- _The task_
Report every line in the data below that contains the word "boot".

- _Supplied information_
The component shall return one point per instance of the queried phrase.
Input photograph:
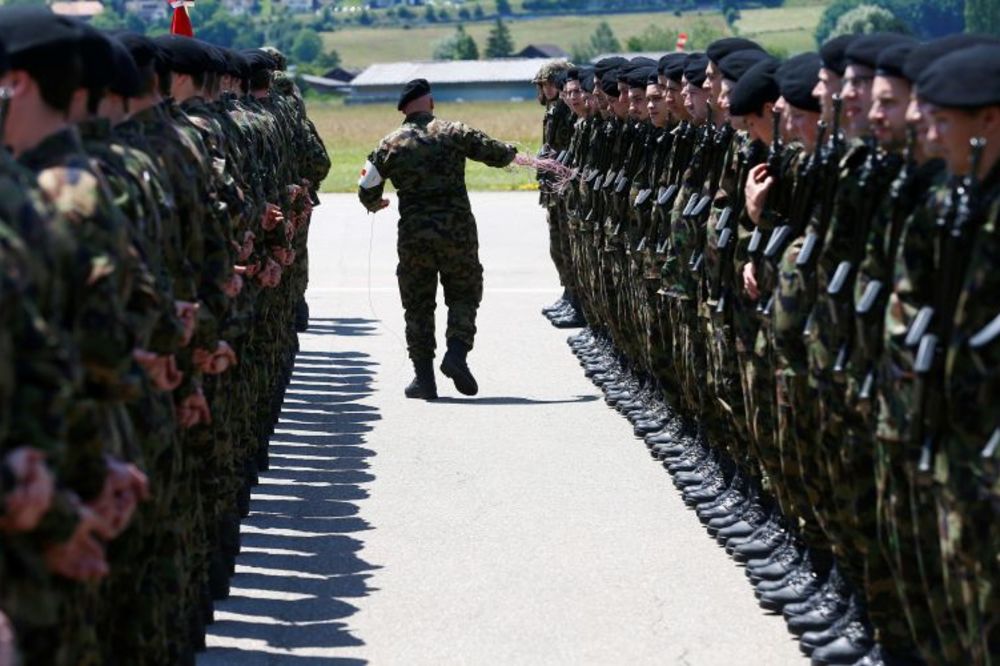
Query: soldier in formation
(788, 274)
(156, 197)
(425, 160)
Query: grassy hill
(787, 28)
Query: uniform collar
(419, 118)
(51, 150)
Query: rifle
(830, 163)
(871, 305)
(933, 326)
(726, 226)
(714, 166)
(761, 240)
(841, 287)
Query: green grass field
(351, 132)
(790, 28)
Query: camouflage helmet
(549, 70)
(280, 61)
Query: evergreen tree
(982, 16)
(603, 40)
(499, 44)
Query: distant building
(323, 84)
(81, 9)
(340, 74)
(506, 79)
(148, 10)
(543, 51)
(296, 6)
(239, 7)
(655, 55)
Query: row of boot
(564, 313)
(820, 608)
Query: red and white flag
(181, 23)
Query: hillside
(789, 29)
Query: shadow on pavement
(300, 565)
(508, 401)
(349, 327)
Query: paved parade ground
(523, 526)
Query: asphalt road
(524, 526)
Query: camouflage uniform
(425, 160)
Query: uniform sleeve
(481, 148)
(371, 184)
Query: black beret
(797, 77)
(97, 57)
(720, 48)
(609, 83)
(891, 60)
(965, 79)
(642, 61)
(736, 64)
(865, 50)
(415, 89)
(126, 80)
(259, 61)
(184, 55)
(834, 53)
(694, 68)
(144, 50)
(755, 88)
(605, 65)
(34, 35)
(924, 55)
(559, 79)
(637, 77)
(672, 66)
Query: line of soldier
(789, 274)
(155, 197)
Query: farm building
(452, 80)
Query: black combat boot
(423, 386)
(455, 368)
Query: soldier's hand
(82, 556)
(234, 285)
(161, 370)
(187, 312)
(31, 497)
(750, 281)
(272, 217)
(193, 409)
(246, 249)
(759, 183)
(270, 276)
(124, 486)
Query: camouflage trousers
(559, 247)
(423, 259)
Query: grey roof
(324, 83)
(655, 55)
(548, 50)
(504, 70)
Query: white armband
(370, 177)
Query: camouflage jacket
(425, 161)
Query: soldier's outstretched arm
(483, 148)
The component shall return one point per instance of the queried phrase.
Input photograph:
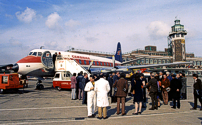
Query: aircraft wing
(125, 68)
(159, 65)
(5, 66)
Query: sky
(94, 25)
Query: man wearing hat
(175, 87)
(102, 88)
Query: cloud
(53, 20)
(158, 30)
(72, 23)
(27, 16)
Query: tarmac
(50, 106)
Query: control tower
(176, 42)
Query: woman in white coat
(102, 88)
(91, 97)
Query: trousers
(153, 96)
(195, 100)
(102, 110)
(122, 99)
(165, 97)
(73, 93)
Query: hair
(122, 75)
(195, 75)
(85, 74)
(92, 76)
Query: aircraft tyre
(40, 86)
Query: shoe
(151, 109)
(91, 116)
(134, 113)
(99, 118)
(105, 118)
(192, 108)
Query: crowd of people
(96, 90)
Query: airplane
(39, 63)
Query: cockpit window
(30, 53)
(34, 54)
(39, 53)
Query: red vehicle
(10, 81)
(62, 80)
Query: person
(169, 76)
(91, 97)
(102, 88)
(165, 83)
(153, 92)
(197, 86)
(122, 89)
(138, 96)
(184, 86)
(110, 80)
(84, 81)
(175, 87)
(73, 86)
(77, 86)
(144, 82)
(54, 59)
(80, 85)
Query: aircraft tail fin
(118, 55)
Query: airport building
(175, 52)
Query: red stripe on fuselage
(30, 59)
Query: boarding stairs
(66, 64)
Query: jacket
(120, 85)
(73, 82)
(166, 83)
(153, 84)
(102, 88)
(174, 85)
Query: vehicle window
(4, 79)
(57, 75)
(34, 54)
(39, 53)
(30, 53)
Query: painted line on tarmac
(95, 119)
(66, 107)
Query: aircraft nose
(15, 67)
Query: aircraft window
(57, 75)
(34, 54)
(30, 53)
(39, 53)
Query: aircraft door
(47, 60)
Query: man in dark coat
(110, 80)
(175, 87)
(197, 86)
(153, 92)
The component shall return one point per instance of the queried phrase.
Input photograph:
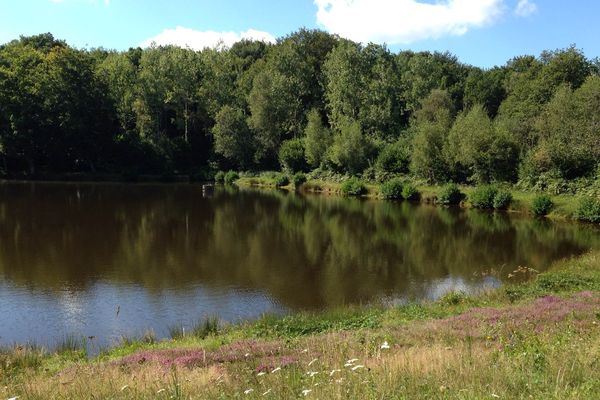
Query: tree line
(310, 101)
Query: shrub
(231, 177)
(410, 192)
(281, 180)
(353, 187)
(451, 195)
(502, 200)
(291, 155)
(394, 158)
(589, 210)
(483, 197)
(542, 205)
(220, 177)
(392, 189)
(299, 179)
(206, 327)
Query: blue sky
(479, 32)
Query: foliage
(312, 100)
(232, 137)
(589, 210)
(394, 158)
(317, 139)
(451, 195)
(392, 189)
(483, 196)
(291, 156)
(410, 192)
(502, 200)
(477, 152)
(220, 177)
(542, 205)
(349, 151)
(299, 179)
(353, 187)
(231, 177)
(206, 327)
(281, 180)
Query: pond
(113, 260)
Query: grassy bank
(539, 339)
(565, 206)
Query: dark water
(71, 255)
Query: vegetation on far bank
(534, 339)
(495, 197)
(310, 101)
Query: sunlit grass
(539, 339)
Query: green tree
(350, 149)
(363, 85)
(477, 152)
(291, 156)
(317, 139)
(232, 137)
(431, 124)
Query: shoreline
(565, 205)
(285, 351)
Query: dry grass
(484, 353)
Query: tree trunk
(185, 118)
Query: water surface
(107, 260)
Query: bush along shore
(539, 338)
(502, 197)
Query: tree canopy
(312, 100)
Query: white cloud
(106, 2)
(525, 8)
(404, 21)
(198, 40)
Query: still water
(108, 260)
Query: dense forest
(312, 101)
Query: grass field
(539, 339)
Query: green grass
(448, 348)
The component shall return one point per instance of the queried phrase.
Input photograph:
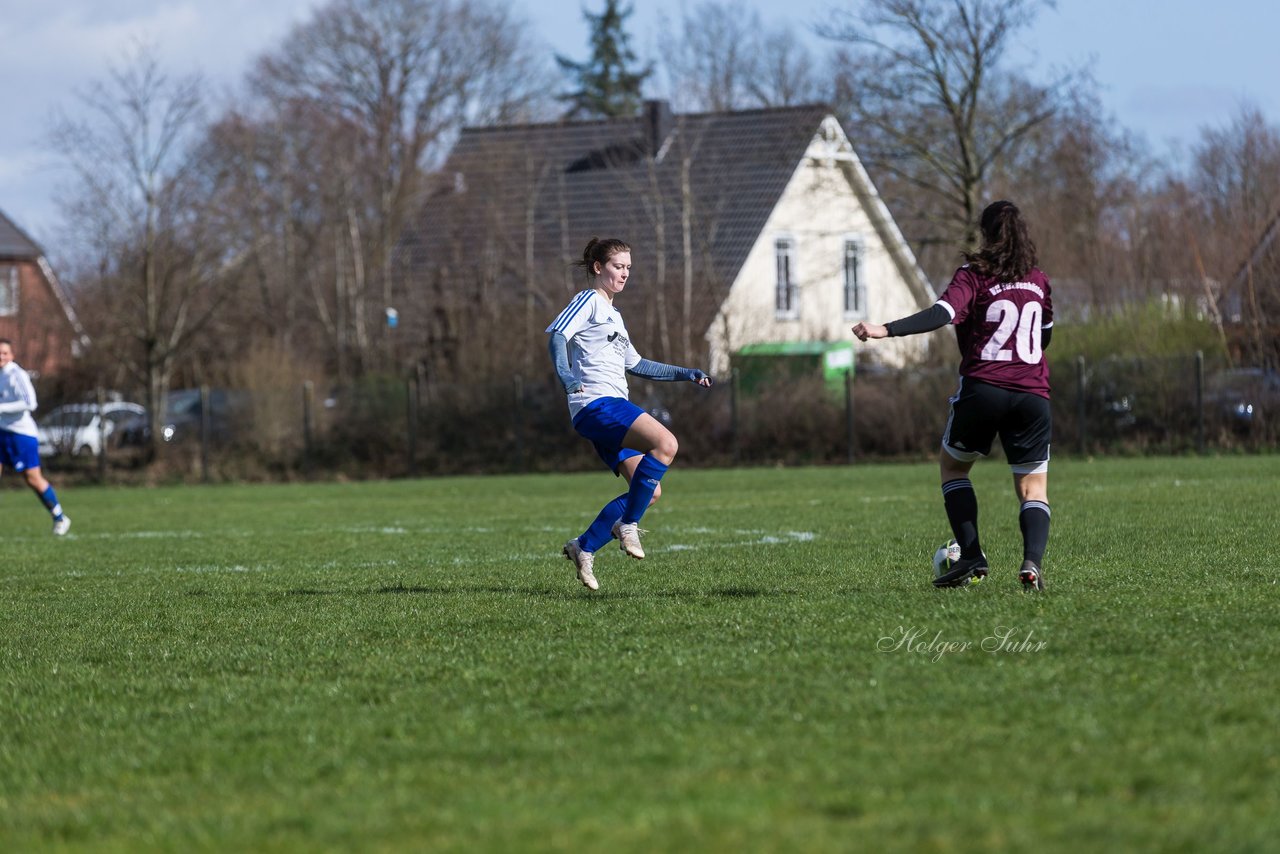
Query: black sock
(961, 503)
(1033, 519)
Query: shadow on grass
(570, 593)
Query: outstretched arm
(558, 347)
(664, 373)
(932, 318)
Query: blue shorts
(18, 452)
(604, 423)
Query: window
(787, 301)
(8, 290)
(855, 288)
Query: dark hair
(602, 251)
(1006, 252)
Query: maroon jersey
(999, 328)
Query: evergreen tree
(607, 83)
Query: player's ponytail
(1006, 252)
(599, 252)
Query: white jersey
(599, 348)
(17, 401)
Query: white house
(746, 227)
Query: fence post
(520, 423)
(1200, 401)
(849, 411)
(411, 398)
(204, 433)
(734, 423)
(309, 394)
(101, 434)
(1080, 409)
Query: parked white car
(80, 428)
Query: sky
(1165, 68)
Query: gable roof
(528, 199)
(621, 177)
(14, 243)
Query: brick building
(35, 313)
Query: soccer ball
(945, 558)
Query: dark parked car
(182, 420)
(1243, 394)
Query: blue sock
(50, 501)
(602, 529)
(644, 482)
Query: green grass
(411, 665)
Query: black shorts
(981, 411)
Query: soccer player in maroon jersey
(1004, 316)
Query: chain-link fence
(392, 428)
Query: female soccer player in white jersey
(593, 354)
(1004, 316)
(19, 450)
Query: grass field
(411, 665)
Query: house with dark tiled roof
(35, 313)
(746, 227)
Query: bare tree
(396, 80)
(931, 105)
(155, 266)
(1235, 182)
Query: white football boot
(584, 561)
(629, 538)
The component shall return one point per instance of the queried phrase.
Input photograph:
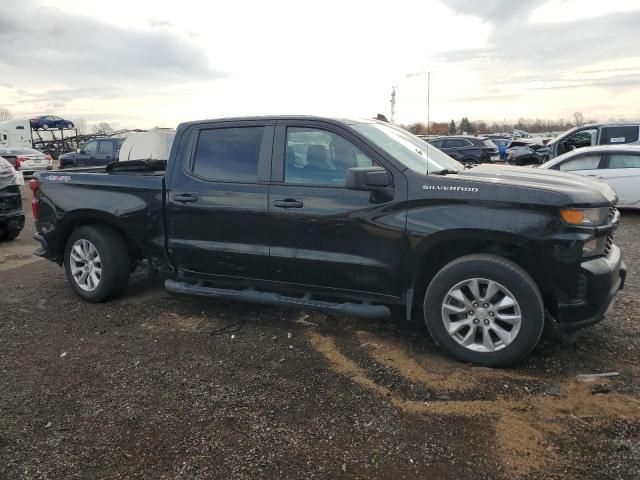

- _Result for this exercise_
Query: row of boot
Query: black combat boot
Query: white football boot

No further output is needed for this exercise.